═══ TEXT SECTION ═══

Not likely, according to Egyptologist Olaf Kaper
When he [Cambyses] came in his march to Thebes, he detached about fifty thousand men from his army, and directed them to enslave the Ammonians and burn the oracle of Zeus… they set out and journeyed from Thebes with guides; and it is known that they came to the city of Oasis … Thus far, it is said, the army came; after that, except for the Ammonians themselves and those who heard from them, no man can say anything of them; for they neither reached the Ammonians nor returned back. But this is what the Ammonians themselves say: when the Persians were crossing the sand from Oasis to attack them, and were about midway between their country and Oasis, while they were breakfasting a great and violent south wind arose, which buried them in the masses of sand which it bore; and so they disappeared from sight. Such is the Ammonian tale about this army.
—Herodotus, The Histories, 3.25–26.

═══ RECORD SET ═══

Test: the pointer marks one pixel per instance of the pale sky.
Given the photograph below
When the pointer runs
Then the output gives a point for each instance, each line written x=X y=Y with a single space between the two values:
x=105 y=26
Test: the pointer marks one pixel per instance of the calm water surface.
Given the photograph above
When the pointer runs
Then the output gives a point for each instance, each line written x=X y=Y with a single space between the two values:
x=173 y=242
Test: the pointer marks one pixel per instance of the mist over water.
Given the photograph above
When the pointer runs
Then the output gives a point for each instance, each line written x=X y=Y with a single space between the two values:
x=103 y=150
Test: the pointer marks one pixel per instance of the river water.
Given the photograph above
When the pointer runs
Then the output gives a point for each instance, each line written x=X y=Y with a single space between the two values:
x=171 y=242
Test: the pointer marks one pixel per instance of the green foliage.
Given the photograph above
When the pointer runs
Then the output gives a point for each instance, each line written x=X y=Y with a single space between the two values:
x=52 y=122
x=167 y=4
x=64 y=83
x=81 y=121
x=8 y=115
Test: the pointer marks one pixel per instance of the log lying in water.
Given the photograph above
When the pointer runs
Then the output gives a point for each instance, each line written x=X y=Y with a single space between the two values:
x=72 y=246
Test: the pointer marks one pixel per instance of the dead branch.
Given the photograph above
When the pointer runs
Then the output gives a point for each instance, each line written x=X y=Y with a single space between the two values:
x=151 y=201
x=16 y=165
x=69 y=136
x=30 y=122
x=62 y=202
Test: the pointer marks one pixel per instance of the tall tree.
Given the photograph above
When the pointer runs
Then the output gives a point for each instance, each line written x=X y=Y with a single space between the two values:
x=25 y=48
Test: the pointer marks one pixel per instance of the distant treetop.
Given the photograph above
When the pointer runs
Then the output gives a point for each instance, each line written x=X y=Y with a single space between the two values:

═══

— WHAT YOU SHOULD DO —
Quote in full the passage above about the army of Cambyses, including its opening line and citation.

— TASK RESPONSE —
Not likely, according to Egyptologist Olaf Kaper
When he [Cambyses] came in his march to Thebes, he detached about fifty thousand men from his army, and directed them to enslave the Ammonians and burn the oracle of Zeus… they set out and journeyed from Thebes with guides; and it is known that they came to the city of Oasis … Thus far, it is said, the army came; after that, except for the Ammonians themselves and those who heard from them, no man can say anything of them; for they neither reached the Ammonians nor returned back. But this is what the Ammonians themselves say: when the Persians were crossing the sand from Oasis to attack them, and were about midway between their country and Oasis, while they were breakfasting a great and violent south wind arose, which buried them in the masses of sand which it bore; and so they disappeared from sight. Such is the Ammonian tale about this army.
—Herodotus, The Histories, 3.25–26.